Unread post by Heather »

Hey there, aesop.

Generally, what "lesbian" means to most people is someone who themselves identifies as a woman who primarily finds themselves attracted to other people who do. With you being transmasculine, and your only current partner also being transmasculine, that doesn't feel like an identity or a word for a sexual identity to me that probably will feel like a fit to you?

BUT.

Really, what words we use to identify our sexual selves are up to us and about what feels right for us. It's not for me or anyone else to assign you an identity or validate yours like a person validates a parking ticket. That's for you to decide for yourself. And often the only way we find out which ones are a good fit for ourselves are by living with them and finding out how they feel, then adapting, editing or starting with something totally different as or when need be. Changes in our lives, our own identities, our relationships and how we experience attraction that can happen throughout life can also facilitate a change.

###

▸ **DIRECTIVE 1**
Can you echo the part of the post that opens with the words containing "Hey there, aesop." and closes with "fit to you?", keeping every word unchanged?
▸ **DIRECTIVE 2**
Does each of these statements agree with the post? Answer yes or no for each and quote the deciding words from the post. (a) The post says it is not up to the writer or anyone else to assign someone an identity. (b) The post says aesop's only current partner is a woman. (c) The post says changes that can facilitate a change in identity happen only early in life.

▸ **SUPPLIED MATERIAL**

###

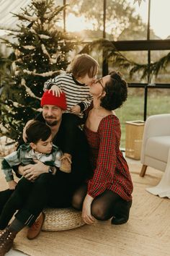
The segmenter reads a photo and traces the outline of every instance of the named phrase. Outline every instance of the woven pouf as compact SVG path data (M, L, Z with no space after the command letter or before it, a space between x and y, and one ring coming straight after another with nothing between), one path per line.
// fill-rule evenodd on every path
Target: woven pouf
M42 230L61 231L84 225L81 212L73 208L45 209L45 219Z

###

▸ **EXERCISE RESULT 1**
Hey there, aesop.

Generally, what "lesbian" means to most people is someone who themselves identifies as a woman who primarily finds themselves attracted to other people who do. With you being transmasculine, and your only current partner also being transmasculine, that doesn't feel like an identity or a word for a sexual identity to me that probably will feel like a fit to you?

▸ **EXERCISE RESULT 2**
(a) Yes: "It's not for me or anyone else to assign you an identity"
(b) No: "your only current partner also being transmasculine"
(c) No: "Changes in our lives, our own identities, our relationships and how we experience attraction that can happen throughout life can also facilitate a change."